Print all of the data exactly as written.
******
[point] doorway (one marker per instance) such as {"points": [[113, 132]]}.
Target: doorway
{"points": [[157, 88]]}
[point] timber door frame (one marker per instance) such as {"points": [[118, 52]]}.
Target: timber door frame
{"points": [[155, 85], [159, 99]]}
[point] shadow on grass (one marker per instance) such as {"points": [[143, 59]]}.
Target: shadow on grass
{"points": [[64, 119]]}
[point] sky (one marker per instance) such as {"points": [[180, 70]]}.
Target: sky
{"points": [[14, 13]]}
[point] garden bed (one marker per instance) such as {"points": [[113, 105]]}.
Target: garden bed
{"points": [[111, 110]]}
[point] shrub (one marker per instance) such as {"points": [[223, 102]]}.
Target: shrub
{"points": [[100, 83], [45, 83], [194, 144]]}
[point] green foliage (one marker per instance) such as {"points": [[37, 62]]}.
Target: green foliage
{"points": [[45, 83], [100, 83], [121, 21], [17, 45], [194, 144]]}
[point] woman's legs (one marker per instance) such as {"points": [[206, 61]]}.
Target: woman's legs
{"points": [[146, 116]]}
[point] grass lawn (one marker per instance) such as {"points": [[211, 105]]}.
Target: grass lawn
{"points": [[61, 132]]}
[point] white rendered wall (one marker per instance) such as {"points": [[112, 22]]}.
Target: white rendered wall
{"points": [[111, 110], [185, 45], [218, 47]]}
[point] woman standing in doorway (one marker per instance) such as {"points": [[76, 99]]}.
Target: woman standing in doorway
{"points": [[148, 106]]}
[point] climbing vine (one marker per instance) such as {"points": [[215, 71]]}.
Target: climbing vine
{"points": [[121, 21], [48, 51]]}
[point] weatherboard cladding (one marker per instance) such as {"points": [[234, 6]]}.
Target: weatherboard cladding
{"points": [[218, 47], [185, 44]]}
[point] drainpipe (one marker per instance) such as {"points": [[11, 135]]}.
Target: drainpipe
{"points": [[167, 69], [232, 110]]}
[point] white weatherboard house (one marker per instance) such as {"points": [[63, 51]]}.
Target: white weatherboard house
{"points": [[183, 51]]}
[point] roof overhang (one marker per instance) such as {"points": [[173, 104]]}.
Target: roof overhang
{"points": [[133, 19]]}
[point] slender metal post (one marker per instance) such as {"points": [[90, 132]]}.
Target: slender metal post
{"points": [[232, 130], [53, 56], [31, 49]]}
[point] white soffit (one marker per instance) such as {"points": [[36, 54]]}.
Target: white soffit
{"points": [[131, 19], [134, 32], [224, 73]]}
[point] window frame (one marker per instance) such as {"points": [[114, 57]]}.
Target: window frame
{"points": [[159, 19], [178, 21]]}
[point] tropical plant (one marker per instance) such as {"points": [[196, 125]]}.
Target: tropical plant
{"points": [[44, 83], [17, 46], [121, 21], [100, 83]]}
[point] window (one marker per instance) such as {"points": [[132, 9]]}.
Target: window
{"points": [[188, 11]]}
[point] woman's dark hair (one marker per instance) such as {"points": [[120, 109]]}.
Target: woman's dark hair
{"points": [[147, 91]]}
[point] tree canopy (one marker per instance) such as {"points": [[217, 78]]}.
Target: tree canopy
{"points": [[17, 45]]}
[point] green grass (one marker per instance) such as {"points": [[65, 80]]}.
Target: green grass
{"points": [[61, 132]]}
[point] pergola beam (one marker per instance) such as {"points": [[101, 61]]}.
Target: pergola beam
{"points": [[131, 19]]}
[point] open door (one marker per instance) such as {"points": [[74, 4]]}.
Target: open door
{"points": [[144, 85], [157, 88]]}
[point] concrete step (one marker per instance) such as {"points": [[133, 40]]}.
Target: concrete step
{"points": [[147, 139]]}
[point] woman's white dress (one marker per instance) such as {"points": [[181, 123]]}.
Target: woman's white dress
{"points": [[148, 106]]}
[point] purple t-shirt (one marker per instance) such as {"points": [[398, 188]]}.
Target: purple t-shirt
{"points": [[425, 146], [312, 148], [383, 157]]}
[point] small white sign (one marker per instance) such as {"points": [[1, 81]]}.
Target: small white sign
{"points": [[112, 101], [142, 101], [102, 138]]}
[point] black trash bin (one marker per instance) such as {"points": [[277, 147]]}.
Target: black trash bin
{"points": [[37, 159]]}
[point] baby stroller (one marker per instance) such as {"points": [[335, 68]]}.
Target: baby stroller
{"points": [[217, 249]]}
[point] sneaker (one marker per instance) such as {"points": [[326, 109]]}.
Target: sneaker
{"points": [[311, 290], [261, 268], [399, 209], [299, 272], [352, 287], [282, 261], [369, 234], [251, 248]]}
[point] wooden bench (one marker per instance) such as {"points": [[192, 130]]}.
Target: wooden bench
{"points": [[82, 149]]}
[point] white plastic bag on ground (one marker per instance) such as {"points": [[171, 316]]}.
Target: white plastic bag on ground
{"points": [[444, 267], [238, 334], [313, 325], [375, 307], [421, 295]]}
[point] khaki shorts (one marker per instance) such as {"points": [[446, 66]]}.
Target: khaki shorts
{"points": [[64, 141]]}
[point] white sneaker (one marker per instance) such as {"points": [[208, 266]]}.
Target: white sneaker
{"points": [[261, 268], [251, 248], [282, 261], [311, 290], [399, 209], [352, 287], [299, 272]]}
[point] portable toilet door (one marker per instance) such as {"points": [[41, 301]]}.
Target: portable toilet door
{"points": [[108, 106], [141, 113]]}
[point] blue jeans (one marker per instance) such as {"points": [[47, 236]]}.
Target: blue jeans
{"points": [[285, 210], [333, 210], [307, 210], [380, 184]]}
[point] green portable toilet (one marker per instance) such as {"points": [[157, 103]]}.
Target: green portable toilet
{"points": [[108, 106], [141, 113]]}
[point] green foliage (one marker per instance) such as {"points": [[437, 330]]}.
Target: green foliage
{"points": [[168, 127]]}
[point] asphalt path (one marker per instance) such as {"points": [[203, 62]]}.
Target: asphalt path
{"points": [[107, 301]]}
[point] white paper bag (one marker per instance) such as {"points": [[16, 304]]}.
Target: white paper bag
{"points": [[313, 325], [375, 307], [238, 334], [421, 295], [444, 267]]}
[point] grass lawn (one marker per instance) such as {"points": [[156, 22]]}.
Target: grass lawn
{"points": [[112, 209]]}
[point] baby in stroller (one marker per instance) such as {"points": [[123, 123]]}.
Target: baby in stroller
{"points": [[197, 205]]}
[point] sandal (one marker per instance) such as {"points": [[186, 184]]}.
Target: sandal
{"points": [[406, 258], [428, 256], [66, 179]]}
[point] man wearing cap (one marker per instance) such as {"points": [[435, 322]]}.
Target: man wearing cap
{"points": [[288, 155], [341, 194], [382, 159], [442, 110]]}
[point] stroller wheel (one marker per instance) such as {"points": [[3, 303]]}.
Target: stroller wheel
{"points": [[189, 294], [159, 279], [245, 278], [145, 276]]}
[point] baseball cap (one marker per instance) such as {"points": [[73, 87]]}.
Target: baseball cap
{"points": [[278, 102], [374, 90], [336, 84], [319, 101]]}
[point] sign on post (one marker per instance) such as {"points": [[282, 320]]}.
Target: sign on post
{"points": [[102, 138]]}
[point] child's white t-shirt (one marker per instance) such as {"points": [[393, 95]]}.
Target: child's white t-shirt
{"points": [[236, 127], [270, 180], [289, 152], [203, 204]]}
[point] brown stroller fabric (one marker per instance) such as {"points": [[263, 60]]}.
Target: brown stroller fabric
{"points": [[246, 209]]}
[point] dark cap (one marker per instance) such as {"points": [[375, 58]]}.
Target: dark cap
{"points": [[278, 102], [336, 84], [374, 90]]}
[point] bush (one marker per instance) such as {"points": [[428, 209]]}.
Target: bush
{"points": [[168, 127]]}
******
Reply
[point] doorway (one marker per instance) such as {"points": [[113, 132]]}.
Target: doorway
{"points": [[157, 88]]}
[point] timber door frame (one marker per instance) such as {"points": [[118, 52]]}.
Target: timber door frame
{"points": [[155, 85], [159, 99]]}
[point] shadow on grass (one marker per instance) such as {"points": [[143, 59]]}.
Target: shadow on grass
{"points": [[64, 119]]}
[point] sky (one marker per instance) such as {"points": [[180, 70]]}.
Target: sky
{"points": [[14, 13]]}
[point] garden bed (one marker per instance) such as {"points": [[113, 105]]}.
Target: garden bed
{"points": [[111, 110]]}
[point] shrub (one marker per instance) such as {"points": [[223, 102]]}.
Target: shrub
{"points": [[100, 83], [45, 83], [194, 144]]}
[point] green foliage (one marker per instance) such as {"points": [[37, 62]]}.
Target: green foliage
{"points": [[45, 83], [100, 83], [121, 21], [17, 45], [194, 144]]}
[point] woman's legs (one marker per instance) such as {"points": [[206, 61]]}.
Target: woman's legs
{"points": [[146, 116]]}
[point] grass lawn (one marker per instance) such as {"points": [[211, 105]]}.
Target: grass lawn
{"points": [[61, 132]]}
[point] white rendered wall (one marker per instance) such as {"points": [[112, 22]]}.
Target: white rendered wall
{"points": [[111, 110], [185, 45], [218, 47]]}
[point] woman standing in doorway (one marker per instance) such as {"points": [[76, 99]]}.
Target: woman standing in doorway
{"points": [[148, 106]]}
[point] climbing vine (one marker per instance) such as {"points": [[215, 71]]}.
Target: climbing vine
{"points": [[121, 21], [48, 51]]}
[point] weatherboard cladding (one marker per instance) such as {"points": [[234, 6]]}.
Target: weatherboard cladding
{"points": [[218, 47], [185, 44]]}
[point] drainpipe (one marker per instance) such as {"points": [[11, 135]]}.
Target: drainpipe
{"points": [[167, 69], [232, 110]]}
[point] white weatherboard house (one marker per instance) such as {"points": [[63, 51]]}.
Target: white weatherboard house
{"points": [[183, 51]]}
[point] roof overhang (one marker per instance) such as {"points": [[173, 104]]}.
Target: roof overhang
{"points": [[133, 19]]}
[point] slender metal post (one marker per instance) such as {"points": [[90, 132]]}.
Target: slender metal post
{"points": [[232, 130], [53, 56], [31, 49]]}
[point] white soffit (one marker per instance) such as {"points": [[36, 54]]}.
Target: white soffit
{"points": [[131, 19], [134, 32], [224, 73]]}
[point] window frame (one marker per instance) such as {"points": [[114, 57]]}.
Target: window frame
{"points": [[159, 19], [178, 21]]}
[point] tropical plant (one marker per instance) such as {"points": [[196, 125]]}.
Target: tropical plant
{"points": [[44, 83], [17, 46], [121, 21], [100, 83]]}
[point] window (one marker per instance) such as {"points": [[132, 9]]}.
Target: window
{"points": [[188, 11]]}
[point] woman's dark hair (one marker per instance) such as {"points": [[120, 109]]}.
Target: woman's dark hair
{"points": [[147, 91]]}
[point] tree canopy (one marker per instance) such as {"points": [[217, 78]]}.
Target: tree canopy
{"points": [[17, 45]]}
[point] green grass (one marker per instance) such as {"points": [[65, 80]]}.
Target: green grass
{"points": [[61, 132]]}
[point] pergola beam (one marker per instance) such as {"points": [[101, 61]]}.
Target: pergola beam
{"points": [[131, 19]]}
[point] open door (one marker per instance) such as {"points": [[74, 4]]}.
Target: open door
{"points": [[144, 85], [157, 88]]}
[point] concrete step (one marker per instance) such as {"points": [[133, 40]]}.
Target: concrete step
{"points": [[147, 139]]}
[point] woman's white dress (one marker per instance) such as {"points": [[181, 123]]}.
Target: woman's white dress
{"points": [[148, 106]]}
[point] purple t-shirt (one marker per instance) such as {"points": [[398, 188]]}.
Target: purple t-shirt
{"points": [[425, 146], [312, 148], [383, 157]]}
[point] small white sign (one marker per instance) such as {"points": [[1, 81]]}.
Target: small white sign
{"points": [[112, 101], [142, 101], [102, 138]]}
[point] black trash bin (one marker per instance) such as {"points": [[277, 147]]}.
Target: black trash bin
{"points": [[37, 159]]}
[point] baby stroller (one marker per instance) such as {"points": [[335, 68]]}.
Target: baby stroller
{"points": [[217, 249]]}
[point] sneaker (one marker per instance) such as {"points": [[326, 109]]}.
Target: sneaker
{"points": [[311, 290], [261, 268], [399, 209], [299, 272], [352, 287], [282, 261], [369, 234], [251, 248]]}
[point] wooden bench (one marker per instance) such as {"points": [[192, 130]]}.
Target: wooden bench
{"points": [[82, 149]]}
[point] white plastic bag on ground (one marker per instance) such as {"points": [[171, 316]]}.
Target: white plastic bag on ground
{"points": [[444, 267], [238, 334], [313, 325], [375, 307], [421, 295]]}
[point] khaki shorts (one marker per instance) such as {"points": [[446, 66]]}.
Target: khaki shorts
{"points": [[64, 141]]}
[point] white sneaker (one marker per instance) such as {"points": [[208, 266]]}.
Target: white sneaker
{"points": [[261, 268], [251, 248], [282, 261], [311, 290], [399, 209], [352, 287], [299, 272]]}
[point] portable toilet door (one marker per instance) such as {"points": [[41, 301]]}.
Target: portable toilet door
{"points": [[108, 106], [141, 113]]}
[point] blue jeans (one marker per instance) such as {"points": [[47, 236]]}.
Target: blue jeans
{"points": [[285, 210], [333, 210], [307, 210], [380, 184]]}
[point] green portable toilet (one marker per instance) such as {"points": [[157, 103]]}.
Target: green portable toilet
{"points": [[108, 106], [141, 113]]}
[point] green foliage (one marker per instance) such as {"points": [[437, 330]]}.
Target: green foliage
{"points": [[168, 127]]}
[point] asphalt path (one marker per instance) such as {"points": [[203, 62]]}.
Target: asphalt path
{"points": [[107, 301]]}
[point] white paper bag (one marker per instance) such as {"points": [[16, 304]]}.
Target: white paper bag
{"points": [[313, 325], [375, 307], [238, 334], [421, 295], [444, 267]]}
[point] grass lawn (one marker per instance) such as {"points": [[156, 22]]}.
Target: grass lawn
{"points": [[112, 209]]}
[point] baby in stroller (one marker per instance) such as {"points": [[123, 123]]}.
Target: baby in stroller
{"points": [[197, 205]]}
[point] sandal (one marker per instance) such as {"points": [[186, 184]]}.
Target: sandal
{"points": [[406, 258], [428, 256], [66, 179]]}
[point] man wearing cap (one marker per instance) such as {"points": [[435, 322]]}.
Target: man wearing cap
{"points": [[288, 155], [341, 194], [382, 159], [442, 110]]}
[point] stroller wheel (one marker per instance) such as {"points": [[3, 303]]}.
Target: stroller wheel
{"points": [[189, 294], [159, 279], [245, 278], [145, 276]]}
[point] baseball cap (one marker per instance) such as {"points": [[73, 87]]}.
Target: baseball cap
{"points": [[278, 102], [374, 90], [336, 84], [319, 101]]}
[point] sign on post (one marker per instance) such as {"points": [[282, 320]]}.
Target: sign on post
{"points": [[102, 138]]}
[point] child's white t-shirt (one marker per instance) such as {"points": [[393, 95]]}.
Target: child's white t-shirt
{"points": [[236, 127], [270, 180], [289, 152], [203, 204]]}
[point] brown stroller fabric (one marker per instance) such as {"points": [[263, 60]]}.
Target: brown stroller fabric
{"points": [[246, 209]]}
[point] dark cap (one marker per instance) such as {"points": [[375, 58]]}.
Target: dark cap
{"points": [[278, 102], [336, 84], [374, 90]]}
[point] bush (one marker per instance) such as {"points": [[428, 209]]}.
Target: bush
{"points": [[168, 127]]}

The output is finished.